Objectives:
[1] In the festival announcement, who designed the garden at Sezincote around 1814?
[2] Please carry on the festival announcement from its final sentence.

Text to read:
We are delighted to announce that the 2024 Garden Museum Literary Festival will be held at Sezincote House, Gloucestershire.

Our tenth Literary Festival will take place at Sezincote House, Gloucestershire, kindly hosted by Edward and Camilla Peake. The festival will include talks by some of the UK’s most influential and award-winning garden designers and authors, as well as opportunities to explore the magnificent historic gardens and house at Sezincote.

This boutique annual festival is Britain’s only traveling Literary Festival, with previous hosts including Parham House (2023), Chatsworth House (2022), Helmingham Hall (2021), and Houghton Hall (2019). Each venue provides a space over two summer days for us to celebrate the best in garden writing and to share what inspires us in gardens.

Saturday

William Dalrymple and Edward Peake on Mughal Gardens
Larisa Brown, Defence Editor at the Times on The Gardener of Lashkar Gah, interviewed by Tania Compton
Catherine Horwood and Mary Ann Prior on Two Women in Search of India: Penelope Hobhouse and Constance Villiers-Stuart
The Land Gardeners with Non Morris on Soil To Table
David Wheeler with Matt Collins on Looking Back at Hortus
Lalage Snow on My Family and Other Seedlings
Rajat Jindal on Putting Down Roots
Sean Pritchard
Polly Nicholson on The Tulip Garden
Rachel de Thame on Planting for Pollinators
Luke Edward Hall, Duncan Campbell and Elizabeth Tyler on Making Our Garden

Sunday

Nicky Haslam
Jinny Blom
 interviewed by Christopher Woodward on What Makes A Garden
Allan Jones and Deirdre Morrow with James Alexander Sinclair on Now – and Then
Paul Bangay on A Life In Garden Design with special interviewer India Hicks
Rupert Goldby on Education of a Gardener
Shane Connolly on Flowers in India
Marian Boswell in discussion with Victoria Valentine
Candy Connolly on Borrowed Culture And Finding Roots
Tom and Sue Stuart-Smith

About Sezincote House & Gardens

Sezincote is perhaps the classic example of the “Picturesque” style of garden design. The garden was designed around 1814 by Thomas Daniell, the painter of Indian scenery, for the nabob Charles Cockerell, to surround his Mughal palace in Gloucestershire, which Daniell had helped to design in the Indian style. The garden was designed to resemble the romantic landscapes which surround the ruined temples and palaces in Daniell’s paintings: Sezincote is quite literally one of Daniell’s paintings of India, brought to life so that Cockerell and his guests could inhabit it.

Data excerpt:
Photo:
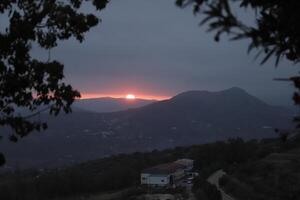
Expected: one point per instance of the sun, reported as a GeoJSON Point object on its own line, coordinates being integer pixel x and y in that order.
{"type": "Point", "coordinates": [130, 96]}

Answers to the tasks:
[1] Thomas Daniell, the painter of Indian scenery.

[2]
The design team (which included Humphry Repton) responded to the situation – a ravine running down an eastward-facing hillside with a freshwater spring at the highest point – in a distinctively Hindu religious idiom. The springwater issues from a Shiva lingam fountain, flowing out through a yoni-shaped pool to feed the seven descending pools of the Thornery. The Indian Bridge carries the driveway over the stream, which below flows between the stepping stones and stone bench of a Hindu pavilion deliberately reminiscent of the Caves of Elephanta. A temple to Surya, God of the Sun, stands at the top of the garden, facing the sunrise.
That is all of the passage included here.